EXERCISE DETAILS: Going through the entries below, tally the lines that hold the word "field" and state the result alone.

DATA FOR ANALYSIS:
━━━━━━━━
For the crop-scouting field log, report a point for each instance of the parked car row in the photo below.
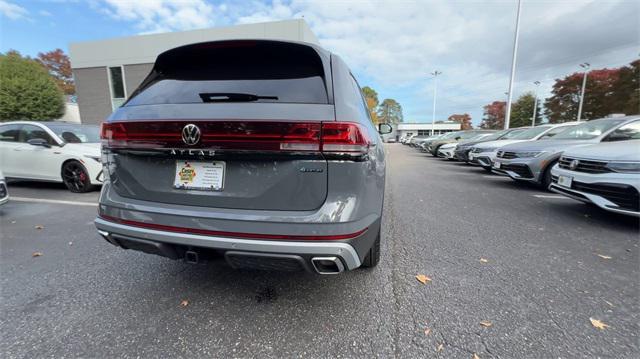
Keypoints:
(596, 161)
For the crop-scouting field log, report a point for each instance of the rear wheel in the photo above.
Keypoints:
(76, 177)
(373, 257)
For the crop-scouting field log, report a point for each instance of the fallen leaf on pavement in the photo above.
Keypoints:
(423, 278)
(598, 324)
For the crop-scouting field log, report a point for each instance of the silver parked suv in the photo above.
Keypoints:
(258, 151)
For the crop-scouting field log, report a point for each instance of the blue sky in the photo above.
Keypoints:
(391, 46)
━━━━━━━━
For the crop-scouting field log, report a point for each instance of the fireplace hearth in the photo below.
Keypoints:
━━━━━━━━
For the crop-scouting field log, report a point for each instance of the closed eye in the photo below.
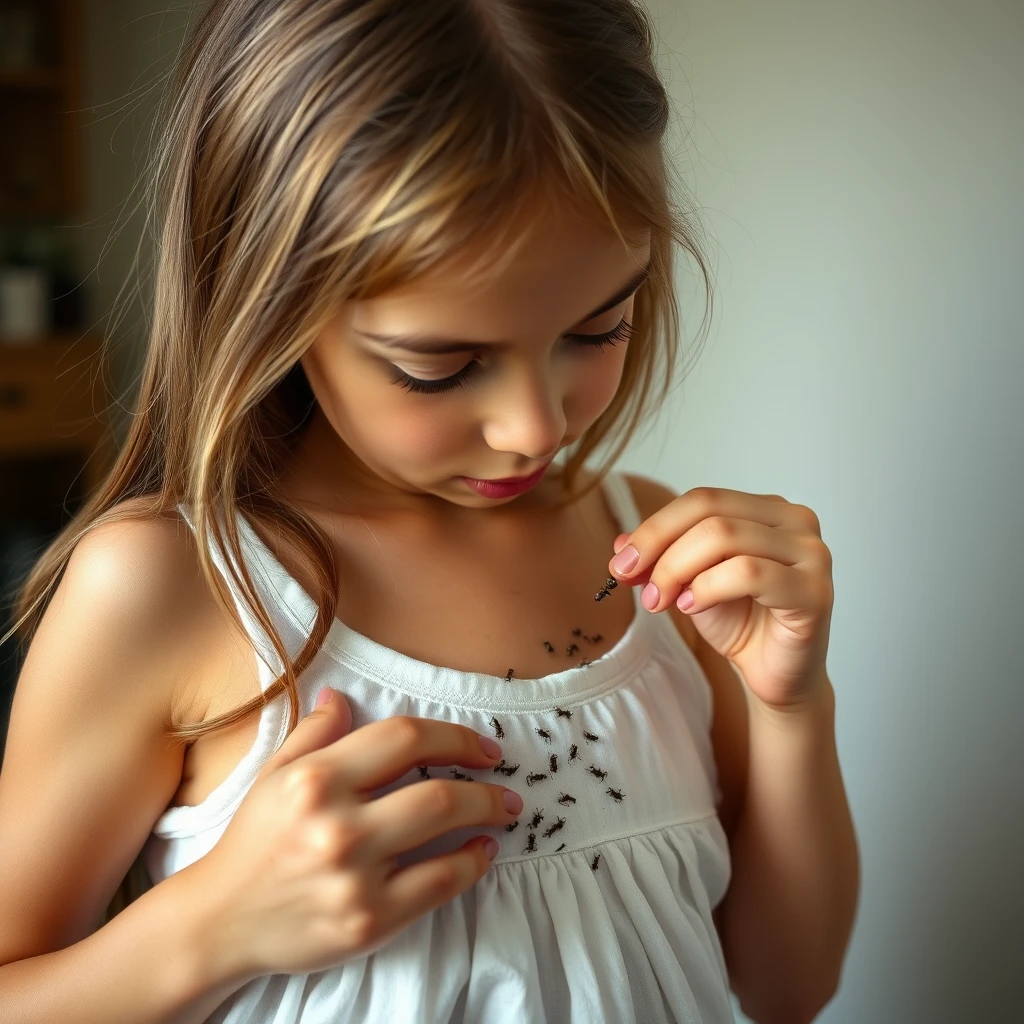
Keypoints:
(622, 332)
━━━━━━━━
ANSWER AREA: 7